_PROVIDED PASSAGE_.
-*-

Research suggests a new model of personality supplanting the Big-5

“You heard of this thing, the 8-minute Abs?” says murderous hitchhiker. “Yeah, sure, 8-Minute Abs. Yeah, the exercise video.” Says Ben Stiller’s character, Ted, in Something About Mary (1998). Hitchhiker response: “Yeah, this is going to blow that right out of the water. Listen to this: 7 … Minute … Abs.”

Is 7-minute abs really that much of an improvement over 8-minute abs? I struggle with 2-minute abs, so I will leave that debate to exercise physiologists. Yet, psychologists are currently wrestling with a similar issue when it comes to personality. Are there 6 primary factors for human personality or are there 5? Throw in some ‘shiny object personality profilers’ with the proliferation of ‘construct mixology’ and there is no end to the number of personality dimensions. Is it just a numbers game with psychologists utilizing various techniques for slicing up variance for turf protection and/or market share or are there meaningful differences?

In the working world, most psychologists and human resource professionals are quite familiar with the Five-Factor Model (FFM) of personality. It is a model that is present in just about every introductory I/O Psychology, Human Resources, and Organizational Behavior textbook with acronyms of OCEAN and CANOE being the most popular to help students recall Openness to experience, Conscientiousness, Extraversion, Agreeableness, and Neuroticism. I learned under the OCEAN acronym and during grad school memorized Barrick and Mount’s (1991) work that demonstrated the critical importance of personality for job performance. I was a devoted subscriber the to the FFM... emphasis on ‘was’.

-*-

_TASKS TO PERFORM_.
1: Swap "Five-Factor Model" for "Big Five Model" and give the personality text from "In the working" to "emphasis on ‘was’.".
2: Output the records exactly, from their first line through the line containing "MULTIPOLYGON (((64 42, 62".

_EXERCISE MATERIAL_.
-*-

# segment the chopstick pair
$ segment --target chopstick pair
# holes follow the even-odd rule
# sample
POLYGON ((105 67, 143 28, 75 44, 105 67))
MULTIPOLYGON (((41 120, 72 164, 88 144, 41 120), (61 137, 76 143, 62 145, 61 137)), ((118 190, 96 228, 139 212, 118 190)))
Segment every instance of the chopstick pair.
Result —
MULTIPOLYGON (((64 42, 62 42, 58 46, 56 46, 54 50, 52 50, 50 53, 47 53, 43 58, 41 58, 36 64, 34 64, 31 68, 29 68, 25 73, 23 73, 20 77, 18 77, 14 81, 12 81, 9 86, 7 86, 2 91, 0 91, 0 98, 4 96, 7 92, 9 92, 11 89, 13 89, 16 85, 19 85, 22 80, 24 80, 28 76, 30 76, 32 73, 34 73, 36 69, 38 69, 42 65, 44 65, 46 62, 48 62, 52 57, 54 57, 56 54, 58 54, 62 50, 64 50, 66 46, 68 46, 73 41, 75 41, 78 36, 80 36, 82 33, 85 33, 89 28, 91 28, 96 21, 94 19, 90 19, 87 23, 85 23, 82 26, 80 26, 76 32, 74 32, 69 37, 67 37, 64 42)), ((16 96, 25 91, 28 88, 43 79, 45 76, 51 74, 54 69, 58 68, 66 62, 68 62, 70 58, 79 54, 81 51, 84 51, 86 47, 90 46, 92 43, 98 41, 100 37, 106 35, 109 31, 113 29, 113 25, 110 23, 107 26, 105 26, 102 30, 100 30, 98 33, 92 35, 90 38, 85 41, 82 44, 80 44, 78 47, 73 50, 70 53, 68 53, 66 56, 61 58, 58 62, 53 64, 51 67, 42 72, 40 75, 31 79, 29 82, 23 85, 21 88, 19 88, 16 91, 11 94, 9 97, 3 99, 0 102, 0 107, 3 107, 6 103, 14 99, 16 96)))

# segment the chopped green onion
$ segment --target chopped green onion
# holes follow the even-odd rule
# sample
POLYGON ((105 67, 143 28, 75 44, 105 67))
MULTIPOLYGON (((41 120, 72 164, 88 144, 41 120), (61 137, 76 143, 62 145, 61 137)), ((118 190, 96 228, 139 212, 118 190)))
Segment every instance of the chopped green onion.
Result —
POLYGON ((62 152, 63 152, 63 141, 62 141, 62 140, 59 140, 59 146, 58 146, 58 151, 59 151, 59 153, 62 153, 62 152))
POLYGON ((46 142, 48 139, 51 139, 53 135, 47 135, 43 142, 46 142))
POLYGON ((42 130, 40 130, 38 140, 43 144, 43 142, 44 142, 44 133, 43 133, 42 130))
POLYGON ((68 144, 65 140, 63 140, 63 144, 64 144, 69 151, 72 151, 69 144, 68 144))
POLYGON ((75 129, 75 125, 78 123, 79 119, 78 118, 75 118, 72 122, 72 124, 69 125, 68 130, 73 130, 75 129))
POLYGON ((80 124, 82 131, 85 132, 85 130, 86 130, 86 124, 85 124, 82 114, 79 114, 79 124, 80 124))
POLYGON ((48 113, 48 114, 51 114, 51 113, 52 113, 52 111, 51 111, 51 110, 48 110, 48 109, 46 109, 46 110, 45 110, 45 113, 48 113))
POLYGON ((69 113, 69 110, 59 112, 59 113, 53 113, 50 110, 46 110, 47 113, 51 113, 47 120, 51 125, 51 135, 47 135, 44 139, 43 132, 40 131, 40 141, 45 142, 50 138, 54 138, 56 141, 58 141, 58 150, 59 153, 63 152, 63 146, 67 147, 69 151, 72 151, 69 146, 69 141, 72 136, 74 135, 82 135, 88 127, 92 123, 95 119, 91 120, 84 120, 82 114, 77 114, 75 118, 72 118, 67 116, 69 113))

-*-

_SET OF ANSWERS_.
1:
In the working world, most psychologists and human resource professionals are quite familiar with the Big Five Model (FFM) of personality. It is a model that is present in just about every introductory I/O Psychology, Human Resources, and Organizational Behavior textbook with acronyms of OCEAN and CANOE being the most popular to help students recall Openness to experience, Conscientiousness, Extraversion, Agreeableness, and Neuroticism. I learned under the OCEAN acronym and during grad school memorized Barrick and Mount’s (1991) work that demonstrated the critical importance of personality for job performance. I was a devoted subscriber the to the FFM... emphasis on ‘was’.

2:
# segment the chopstick pair
$ segment --target chopstick pair
# holes follow the even-odd rule
# sample
POLYGON ((105 67, 143 28, 75 44, 105 67))
MULTIPOLYGON (((41 120, 72 164, 88 144, 41 120), (61 137, 76 143, 62 145, 61 137)), ((118 190, 96 228, 139 212, 118 190)))
Segment every instance of the chopstick pair.
Result —
MULTIPOLYGON (((64 42, 62 42, 58 46, 56 46, 54 50, 52 50, 50 53, 47 53, 43 58, 41 58, 36 64, 34 64, 31 68, 29 68, 25 73, 23 73, 20 77, 18 77, 14 81, 12 81, 9 86, 7 86, 2 91, 0 91, 0 98, 4 96, 7 92, 9 92, 11 89, 13 89, 16 85, 19 85, 22 80, 24 80, 28 76, 30 76, 32 73, 34 73, 36 69, 38 69, 42 65, 44 65, 46 62, 48 62, 52 57, 54 57, 56 54, 58 54, 62 50, 64 50, 66 46, 68 46, 73 41, 75 41, 78 36, 80 36, 82 33, 85 33, 89 28, 91 28, 96 21, 94 19, 90 19, 87 23, 85 23, 82 26, 80 26, 76 32, 74 32, 69 37, 67 37, 64 42)), ((16 96, 25 91, 28 88, 43 79, 45 76, 51 74, 54 69, 58 68, 66 62, 68 62, 70 58, 79 54, 81 51, 84 51, 86 47, 90 46, 92 43, 98 41, 100 37, 106 35, 109 31, 113 29, 113 25, 110 23, 107 26, 105 26, 102 30, 100 30, 98 33, 92 35, 90 38, 85 41, 82 44, 80 44, 78 47, 73 50, 70 53, 68 53, 66 56, 61 58, 58 62, 53 64, 51 67, 42 72, 40 75, 31 79, 29 82, 23 85, 21 88, 19 88, 16 91, 11 94, 9 97, 3 99, 0 102, 0 107, 3 107, 6 103, 14 99, 16 96)))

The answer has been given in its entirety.